I agree that this kind of stuff happens, but it tends to come from people who didn't know the historical figures first-hand or even second-hand. Using Jesus as an example, the Gnostic "Gospels" from the second century contain clearly made-up stories or embellishments, and the authors were not people who knew Jesus or His immediate followers.
Interestingly, almost all important historical people have descriptions of what they looked like.
As do almost all important FICTIONAL people, so how does our lack of a detailed description for Jesus suggest He is fictional and not historical?
In fact, the lack of a detailed description for ancient historical figures is quite common, at least for descriptions we know to be accurate (that is, described by or created by people who would have likely had access to that information).
We have the image of Augustus Caesar cast on denarius coins, busts of Greek and Roman aristocrats, artwork of Napoleon, etc. We have descriptions of facial qualities, height, weight, hair length & color, age and even portraits of most important historical figures.
True, but a lot of these images and descriptions, at least for the ancient historical figures, are based on mere guesswork by artists who never actually laid eyes on their subject, making them equal to artwork or other descriptions of Jesus that cropped up centuries after He walked the Earth.
But for Jesus, we have nothing. Nowhere in the Bible do we have a description of the human shape of Jesus. How can we rely on the Gospels as the word of Jesus when no one even describes what he looked like? How odd that none of the disciple characters record what he looked like, yet believers attribute them to know exactly what he said.
Odd that His followers were more intrigued by what He said than by how He looked? What's odd about that? And, again, a description of Jesus would not be evidence that he is historical and not fictional, since physical descriptions are as common, if not more common, for fictional characters.
Indeed, this gives us a clue that Jesus came to the gospel writers and indirect and through myth. Not until hundreds of years after the alleged Jesus did pictures emerge as to what he looked like from cult Christians, and these widely differed from a blond clean shaven, curly haired Apollonian youth (found in the Roman catacombs) to a long-bearded Italian as depicted to this day.

━━━

EXERCISE SET:
a - In the passage on Jesus's appearance, whose image is said to be cast on denarius coins?
b - Quote the passage on Jesus's appearance, beginning at the words "But for Jesus, we" and stopping after "for fictional characters.".
The listing has nothing to do with the passage on Jesus's appearance.

DATASET EXCERPT:
━━━

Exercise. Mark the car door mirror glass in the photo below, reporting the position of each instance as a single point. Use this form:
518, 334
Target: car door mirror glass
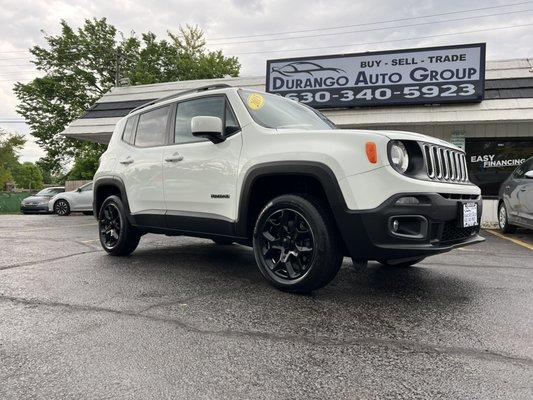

━━━

EXERCISE RESULTS:
a - The image of Augustus Caesar.

b -
But for Jesus, we have nothing. Nowhere in the Bible do we have a description of the human shape of Jesus. How can we rely on the Gospels as the word of Jesus when no one even describes what he looked like? How odd that none of the disciple characters record what he looked like, yet believers attribute them to know exactly what he said.
Odd that His followers were more intrigued by what He said than by how He looked? What's odd about that? And, again, a description of Jesus would not be evidence that he is historical and not fictional, since physical descriptions are as common, if not more common, for fictional characters.